_TASK TO CARRY OUT_
What you write must match exactly the lines from the one with "white rugby shorts" through the last line of the material below.

_EXTRACTED INFORMATION_
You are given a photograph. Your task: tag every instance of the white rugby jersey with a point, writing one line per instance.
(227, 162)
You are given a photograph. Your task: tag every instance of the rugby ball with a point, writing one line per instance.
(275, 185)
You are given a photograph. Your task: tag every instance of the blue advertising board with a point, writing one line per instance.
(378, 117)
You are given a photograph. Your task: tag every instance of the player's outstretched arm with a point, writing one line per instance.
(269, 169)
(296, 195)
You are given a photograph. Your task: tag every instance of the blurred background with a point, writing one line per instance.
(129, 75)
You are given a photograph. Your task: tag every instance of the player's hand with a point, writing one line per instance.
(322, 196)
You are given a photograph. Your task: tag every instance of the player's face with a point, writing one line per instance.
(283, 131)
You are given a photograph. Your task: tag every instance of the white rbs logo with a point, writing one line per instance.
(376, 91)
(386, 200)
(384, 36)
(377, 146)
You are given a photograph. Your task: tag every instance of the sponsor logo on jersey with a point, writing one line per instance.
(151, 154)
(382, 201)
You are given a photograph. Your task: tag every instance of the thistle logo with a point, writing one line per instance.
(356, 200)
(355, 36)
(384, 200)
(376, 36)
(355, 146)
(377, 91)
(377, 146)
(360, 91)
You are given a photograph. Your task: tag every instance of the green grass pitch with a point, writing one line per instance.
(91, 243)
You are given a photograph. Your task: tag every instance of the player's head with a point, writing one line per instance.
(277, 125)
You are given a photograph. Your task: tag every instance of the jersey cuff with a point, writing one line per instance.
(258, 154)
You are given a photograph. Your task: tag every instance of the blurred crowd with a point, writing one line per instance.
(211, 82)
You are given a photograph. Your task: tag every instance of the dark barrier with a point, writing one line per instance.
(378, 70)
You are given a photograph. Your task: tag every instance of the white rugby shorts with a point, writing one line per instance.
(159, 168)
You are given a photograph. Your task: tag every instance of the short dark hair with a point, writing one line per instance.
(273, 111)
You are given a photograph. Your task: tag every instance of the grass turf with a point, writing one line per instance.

_ANSWER BOX_
You are given a photograph. Your task: tag every instance of the white rugby shorts with a point, writing one line per instance.
(159, 168)
You are given a photograph. Your task: tag every instance of the short dark hair with a point, writing one line per instance.
(273, 111)
You are given a photograph. Your task: tag every instance of the grass turf with a point, writing one line per instance.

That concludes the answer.